For a query $Q$, key $K$, and value $V$:

$$\text{Attention}(Q, K, V) = \text{softmax}\left(\frac{QK^T}{\sqrt{d_k}}\right)V$$

where $d_k$ is the dimension of the key vectors.

## Setup and Imports

In [None]:
import torch
import torch.nn as nn
import torch.nn.functional as F
import numpy as np
import matplotlib.pyplot as plt
import seaborn as sns
import math
from typing import Optional, Tuple

# Set random seeds for reproducibility
torch.manual_seed(42)
np.random.seed(42)

# Set device
device = torch.device('cuda' if torch.cuda.is_available() else 'cpu')
print(f"Using device: {device}")
print(f"PyTorch version: {torch.__version__}")

## Scaled Dot-Product Attention

The foundation of all attention mechanisms is the scaled dot-product attention. Let's implement it from scratch to understand how it works.

In [None]:
def scaled_dot_product_attention(query, key, value, mask=None):
    """
    Compute scaled dot-product attention.
    
    Args:
        query: Query tensor of shape (batch, seq_len_q, d_k)
        key: Key tensor of shape (batch, seq_len_k, d_k)
        value: Value tensor of shape (batch, seq_len_k, d_v)
        mask: Optional mask tensor of shape (batch, seq_len_q, seq_len_k)
              where masked positions have value -inf or False
    
    Returns:
        output: Attention output of shape (batch, seq_len_q, d_v)
        attention_weights: Attention weights of shape (batch, seq_len_q, seq_len_k)
    """
    # Get dimension of keys for scaling
    d_k = query.shape[-1]
    
    # Compute attention scores: Q @ K^T / sqrt(d_k)
    scores = torch.matmul(query, key.transpose(-2, -1)) / math.sqrt(d_k)
    
    # Apply mask if provided
    if mask is not None:
        scores = scores.masked_fill(mask == 0, float('-inf'))
    
    # Apply softmax to get attention weights
    attention_weights = F.softmax(scores, dim=-1)
    
    # Apply attention weights to values
    output = torch.matmul(attention_weights, value)
    
    return output, attention_weights

# Test with simple example
batch_size = 2
seq_len = 4
d_model = 8

# Create random query, key, value tensors
query = torch.randn(batch_size, seq_len, d_model)
key = torch.randn(batch_size, seq_len, d_model)
value = torch.randn(batch_size, seq_len, d_model)

[Rows]:
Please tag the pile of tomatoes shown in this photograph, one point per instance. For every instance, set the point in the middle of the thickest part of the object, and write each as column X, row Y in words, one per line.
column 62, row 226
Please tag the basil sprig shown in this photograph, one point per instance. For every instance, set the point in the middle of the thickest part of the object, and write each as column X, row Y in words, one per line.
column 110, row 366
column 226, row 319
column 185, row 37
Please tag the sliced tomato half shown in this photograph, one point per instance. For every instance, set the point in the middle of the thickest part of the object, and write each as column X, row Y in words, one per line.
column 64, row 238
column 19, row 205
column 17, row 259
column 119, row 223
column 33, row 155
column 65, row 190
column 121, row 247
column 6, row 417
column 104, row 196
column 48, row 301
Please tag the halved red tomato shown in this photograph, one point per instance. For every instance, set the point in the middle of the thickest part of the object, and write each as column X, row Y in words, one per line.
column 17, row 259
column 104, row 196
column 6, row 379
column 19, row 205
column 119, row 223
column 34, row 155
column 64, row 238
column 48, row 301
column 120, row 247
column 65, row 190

[Exercise]: Write the next part of the passage on attention mechanisms, picking up after its final line. The listing has no connection to the passage on attention mechanisms.

[Answer to this problem]:
# Compute attention
output, attention_weights = scaled_dot_product_attention(query, key, value)

print(f"Query shape: {query.shape}")
print(f"Key shape: {key.shape}")
print(f"Value shape: {value.shape}")
print(f"Output shape: {output.shape}")
print(f"Attention weights shape: {attention_weights.shape}")
print(f"\nSample attention weights (first batch, all positions):")
print(attention_weights[0])
print(f"\nSum of attention weights per row (should be ~1.0):")
print(attention_weights[0].sum(dim=-1))

### Visualizing Attention Weights

Let's visualize the attention pattern to understand how different positions attend to each other.

In [None]:
# Visualize attention weights
plt.figure(figsize=(10, 8))
sns.heatmap(attention_weights[0].detach().numpy(), 
            annot=True, fmt='.2f', cmap='viridis',
            xticklabels=[f'K{i}' for i in range(seq_len)],
            yticklabels=[f'Q{i}' for i in range(seq_len)])
plt.title('Attention Weights Heatmap')
plt.xlabel('Key Position')
plt.ylabel('Query Position')
plt.tight_layout()
plt.show()

## Causal Self-Attention

In language modeling, we need causal (autoregressive) attention where each position can only attend to itself and previous positions. This is achieved using a causal mask.

In [None]:
def create_causal_mask(seq_len):
    """
    Create a causal (lower triangular) mask.
    
    Args:
        seq_len: Sequence length
    
    Returns:
        mask: Boolean mask of shape (seq_len, seq_len) where True indicates 
              positions that can be attended to
    """
    mask = torch.tril(torch.ones(seq_len, seq_len)).bool()
    return mask

# Create and visualize causal mask
seq_len = 6
causal_mask = create_causal_mask(seq_len)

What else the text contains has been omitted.